_Passage_
Air Gap

A non-magnetic discontinuity in a magnetic circuit (i.e. the distance between two magnetic poles), this gap often includes other materials such as brass, aluminium or paint.

Anisotropic Magnet

A magnet which has a preferred direction of orientation so that the magnetic characteristics are optimum in one preferred direction.

Closed Circuit

This exists when the flux path external to the permanent magnet is confined within high permeability materials which contain the magnet circuit.

Coercive Force, Hc

The demagnetising force necessary to reduce observed induction B to zero after the magnet has been brought to saturation. Coercive force is measured in Oersteds or more recently A/m and kA/m.

Curie Temperature, Tc

The temperature at which a material loses its permanent magnetic properties completely and is no longer able to hold magnetism.

Demagnetisation Curve

The second/left quadrant of the hysteresis loop, generally describing the behaviour of magnetic characteristics in actual use. Also known as the B-H curve.

Entries for identifying locations

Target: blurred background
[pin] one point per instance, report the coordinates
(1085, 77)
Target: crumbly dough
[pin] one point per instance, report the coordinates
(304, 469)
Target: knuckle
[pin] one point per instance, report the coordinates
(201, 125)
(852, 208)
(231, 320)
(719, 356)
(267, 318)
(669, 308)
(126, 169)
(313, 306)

_Your tasks_
(a) According to the magnet glossary, in what units is coercive force measured?
(b) Write out the stretch of the magnet glossary from "Anisotropic Magnet" through "the magnet circuit." again, renaming "preferred direction" as "favored direction" throughout.
The material has nothing to do with this.

_The results_
(a) Oersteds or, more recently, A/m and kA/m.

(b)
Anisotropic Magnet

A magnet which has a favored direction of orientation so that the magnetic characteristics are optimum in one favored direction.

Closed Circuit

This exists when the flux path external to the permanent magnet is confined within high permeability materials which contain the magnet circuit.